◆ What needs to be done ◆
In the rows from the one containing "like [(537, 190)]." down to the one containing "[(108, 142), (234, 131)]", change "Query" to "Target" and leave everything else as it is. Give back only those rows.

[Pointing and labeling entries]
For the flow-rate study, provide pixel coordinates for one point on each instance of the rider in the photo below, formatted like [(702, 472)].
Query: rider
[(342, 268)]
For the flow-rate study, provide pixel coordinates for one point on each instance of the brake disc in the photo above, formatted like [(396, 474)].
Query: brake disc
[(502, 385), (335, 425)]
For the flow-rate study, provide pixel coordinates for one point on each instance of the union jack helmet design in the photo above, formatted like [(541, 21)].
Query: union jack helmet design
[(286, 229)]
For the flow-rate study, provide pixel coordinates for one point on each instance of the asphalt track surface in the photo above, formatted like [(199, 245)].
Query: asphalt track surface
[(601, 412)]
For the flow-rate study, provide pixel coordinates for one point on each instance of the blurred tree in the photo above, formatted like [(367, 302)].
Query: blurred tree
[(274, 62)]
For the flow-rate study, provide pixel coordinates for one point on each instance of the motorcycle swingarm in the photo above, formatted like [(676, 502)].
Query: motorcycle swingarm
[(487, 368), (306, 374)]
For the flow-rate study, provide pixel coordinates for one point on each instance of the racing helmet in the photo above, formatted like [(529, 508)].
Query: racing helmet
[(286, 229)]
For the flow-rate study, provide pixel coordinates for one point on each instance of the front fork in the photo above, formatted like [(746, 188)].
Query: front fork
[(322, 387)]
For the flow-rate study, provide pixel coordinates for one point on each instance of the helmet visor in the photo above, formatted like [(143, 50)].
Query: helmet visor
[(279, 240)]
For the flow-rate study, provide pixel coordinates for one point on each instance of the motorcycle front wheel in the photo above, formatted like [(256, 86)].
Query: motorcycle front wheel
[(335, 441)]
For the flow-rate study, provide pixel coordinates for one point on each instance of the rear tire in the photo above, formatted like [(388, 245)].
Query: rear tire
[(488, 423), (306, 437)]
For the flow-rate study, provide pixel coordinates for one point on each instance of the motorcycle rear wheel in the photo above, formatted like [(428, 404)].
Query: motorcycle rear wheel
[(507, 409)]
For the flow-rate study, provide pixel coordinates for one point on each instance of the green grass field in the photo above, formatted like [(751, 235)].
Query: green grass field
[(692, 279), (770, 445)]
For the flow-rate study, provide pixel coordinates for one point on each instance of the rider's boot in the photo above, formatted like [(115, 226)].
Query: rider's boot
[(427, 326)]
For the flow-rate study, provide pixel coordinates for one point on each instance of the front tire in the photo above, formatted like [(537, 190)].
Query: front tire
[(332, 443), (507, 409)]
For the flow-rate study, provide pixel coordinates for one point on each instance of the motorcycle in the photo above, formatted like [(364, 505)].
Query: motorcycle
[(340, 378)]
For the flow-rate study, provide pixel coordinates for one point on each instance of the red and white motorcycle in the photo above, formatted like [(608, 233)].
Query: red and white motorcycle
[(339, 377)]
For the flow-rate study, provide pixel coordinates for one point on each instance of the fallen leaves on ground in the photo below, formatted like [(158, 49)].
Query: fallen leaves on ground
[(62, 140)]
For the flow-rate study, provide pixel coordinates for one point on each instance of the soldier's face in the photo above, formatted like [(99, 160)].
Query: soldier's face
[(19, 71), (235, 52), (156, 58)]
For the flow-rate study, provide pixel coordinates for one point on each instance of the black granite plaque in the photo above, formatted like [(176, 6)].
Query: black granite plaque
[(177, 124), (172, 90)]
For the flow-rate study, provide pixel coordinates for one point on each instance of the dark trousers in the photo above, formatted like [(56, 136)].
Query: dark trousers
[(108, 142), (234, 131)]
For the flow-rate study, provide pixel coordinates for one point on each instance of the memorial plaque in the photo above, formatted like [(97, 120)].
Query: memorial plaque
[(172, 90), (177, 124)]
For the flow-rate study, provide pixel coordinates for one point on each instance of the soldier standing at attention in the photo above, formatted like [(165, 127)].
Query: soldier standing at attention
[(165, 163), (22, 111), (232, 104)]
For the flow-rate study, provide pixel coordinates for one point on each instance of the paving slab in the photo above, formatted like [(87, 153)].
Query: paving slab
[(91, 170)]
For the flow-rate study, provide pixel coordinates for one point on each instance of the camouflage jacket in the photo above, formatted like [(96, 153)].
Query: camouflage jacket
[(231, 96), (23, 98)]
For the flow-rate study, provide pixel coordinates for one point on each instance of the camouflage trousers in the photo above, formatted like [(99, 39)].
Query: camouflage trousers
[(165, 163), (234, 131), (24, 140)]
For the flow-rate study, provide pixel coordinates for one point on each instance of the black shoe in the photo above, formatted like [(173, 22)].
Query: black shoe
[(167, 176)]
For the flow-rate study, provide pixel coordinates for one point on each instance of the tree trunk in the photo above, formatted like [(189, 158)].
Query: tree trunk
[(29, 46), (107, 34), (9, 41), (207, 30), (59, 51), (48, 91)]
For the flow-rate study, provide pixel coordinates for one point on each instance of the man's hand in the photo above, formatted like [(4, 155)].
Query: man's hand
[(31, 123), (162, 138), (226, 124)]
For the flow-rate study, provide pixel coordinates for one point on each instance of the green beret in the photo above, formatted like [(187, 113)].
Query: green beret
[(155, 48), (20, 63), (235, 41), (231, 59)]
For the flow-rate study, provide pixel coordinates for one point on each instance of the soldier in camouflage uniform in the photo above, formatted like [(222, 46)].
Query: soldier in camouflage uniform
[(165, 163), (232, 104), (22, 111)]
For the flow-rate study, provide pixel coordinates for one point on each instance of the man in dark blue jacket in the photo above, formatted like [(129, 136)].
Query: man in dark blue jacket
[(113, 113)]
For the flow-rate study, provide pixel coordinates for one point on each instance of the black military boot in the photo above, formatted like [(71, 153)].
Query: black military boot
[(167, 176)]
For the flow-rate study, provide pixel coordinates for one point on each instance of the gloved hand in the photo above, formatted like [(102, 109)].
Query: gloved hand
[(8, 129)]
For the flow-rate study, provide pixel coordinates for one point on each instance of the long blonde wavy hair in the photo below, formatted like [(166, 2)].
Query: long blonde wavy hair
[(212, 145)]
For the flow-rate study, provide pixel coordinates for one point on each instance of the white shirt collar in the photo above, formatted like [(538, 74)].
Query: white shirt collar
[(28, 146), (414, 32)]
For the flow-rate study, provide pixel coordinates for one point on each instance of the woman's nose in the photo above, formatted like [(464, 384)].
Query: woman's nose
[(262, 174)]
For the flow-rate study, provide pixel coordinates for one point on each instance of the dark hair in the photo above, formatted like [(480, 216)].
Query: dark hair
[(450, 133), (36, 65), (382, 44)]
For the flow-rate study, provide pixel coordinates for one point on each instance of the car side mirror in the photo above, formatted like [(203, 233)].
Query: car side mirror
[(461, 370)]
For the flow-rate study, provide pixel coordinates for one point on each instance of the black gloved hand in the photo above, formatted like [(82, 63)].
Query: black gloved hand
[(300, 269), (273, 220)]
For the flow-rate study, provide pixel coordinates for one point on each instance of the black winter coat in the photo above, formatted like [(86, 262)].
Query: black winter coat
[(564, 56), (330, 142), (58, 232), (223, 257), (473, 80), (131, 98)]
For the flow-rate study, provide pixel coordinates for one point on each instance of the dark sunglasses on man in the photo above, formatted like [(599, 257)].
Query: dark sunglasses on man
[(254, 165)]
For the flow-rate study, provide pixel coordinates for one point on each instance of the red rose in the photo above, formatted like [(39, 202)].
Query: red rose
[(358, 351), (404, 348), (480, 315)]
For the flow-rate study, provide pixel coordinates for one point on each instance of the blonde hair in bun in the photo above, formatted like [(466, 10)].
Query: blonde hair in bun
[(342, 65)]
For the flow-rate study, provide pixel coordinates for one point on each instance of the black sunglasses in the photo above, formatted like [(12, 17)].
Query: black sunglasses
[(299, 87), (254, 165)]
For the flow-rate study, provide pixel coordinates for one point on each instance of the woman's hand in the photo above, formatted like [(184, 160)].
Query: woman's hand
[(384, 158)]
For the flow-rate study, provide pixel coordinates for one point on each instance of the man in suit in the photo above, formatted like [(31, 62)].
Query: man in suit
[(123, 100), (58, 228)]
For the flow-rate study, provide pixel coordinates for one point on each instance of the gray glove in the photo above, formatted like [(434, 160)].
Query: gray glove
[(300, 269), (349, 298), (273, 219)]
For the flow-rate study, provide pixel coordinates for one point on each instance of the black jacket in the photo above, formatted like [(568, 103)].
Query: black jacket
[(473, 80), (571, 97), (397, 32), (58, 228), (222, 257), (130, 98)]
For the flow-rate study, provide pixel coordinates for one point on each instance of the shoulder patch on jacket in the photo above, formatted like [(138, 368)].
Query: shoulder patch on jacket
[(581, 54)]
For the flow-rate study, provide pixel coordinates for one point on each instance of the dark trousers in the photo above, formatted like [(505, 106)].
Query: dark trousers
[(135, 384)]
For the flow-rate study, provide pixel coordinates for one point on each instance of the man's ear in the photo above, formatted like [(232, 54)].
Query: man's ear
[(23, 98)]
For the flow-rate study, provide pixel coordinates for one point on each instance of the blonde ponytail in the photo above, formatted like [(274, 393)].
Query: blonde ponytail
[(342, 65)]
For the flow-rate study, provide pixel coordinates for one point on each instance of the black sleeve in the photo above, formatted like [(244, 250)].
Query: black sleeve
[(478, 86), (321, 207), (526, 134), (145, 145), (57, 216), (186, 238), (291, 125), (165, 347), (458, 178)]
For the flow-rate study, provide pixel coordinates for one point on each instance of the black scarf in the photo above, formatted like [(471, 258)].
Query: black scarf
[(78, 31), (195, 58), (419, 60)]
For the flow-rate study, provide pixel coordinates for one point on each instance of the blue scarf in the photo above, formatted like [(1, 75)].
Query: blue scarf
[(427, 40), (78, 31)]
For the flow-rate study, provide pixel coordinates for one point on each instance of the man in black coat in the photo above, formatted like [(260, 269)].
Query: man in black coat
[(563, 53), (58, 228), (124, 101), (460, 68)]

◆ Solved exercise ◆
For the flow-rate study, provide pixel coordinates for one point on each instance of the front tire in the photo above, formatted like [(537, 190)].
Target: front tire
[(332, 443), (507, 409)]
For the flow-rate study, provide pixel coordinates for one point on each instance of the motorcycle in the photo above, formatted like [(364, 505)].
Target: motorcycle
[(340, 378)]
For the flow-rate study, provide pixel coordinates for one point on each instance of the red and white motorcycle in the photo above, formatted like [(608, 233)].
Target: red and white motorcycle
[(339, 377)]
For the flow-rate study, provide pixel coordinates for one point on each instance of the fallen leaves on ground in the photo below, formatted like [(158, 49)].
Target: fallen leaves on ground
[(62, 140)]
For the flow-rate study, provide pixel coordinates for one point on each instance of the soldier's face in the photo above, formatted like [(99, 160)].
Target: soldier's face
[(19, 71), (235, 52), (156, 58)]
For the flow-rate study, provide pixel coordinates for one point on each instance of the black granite plaque in the photo above, formatted like [(176, 6)].
Target: black granite plaque
[(177, 124), (172, 90)]
For the flow-rate study, provide pixel coordinates for one point on each instance of the dark trousers in the photo above, formatted like [(56, 136)].
Target: dark trousers
[(108, 142), (234, 131)]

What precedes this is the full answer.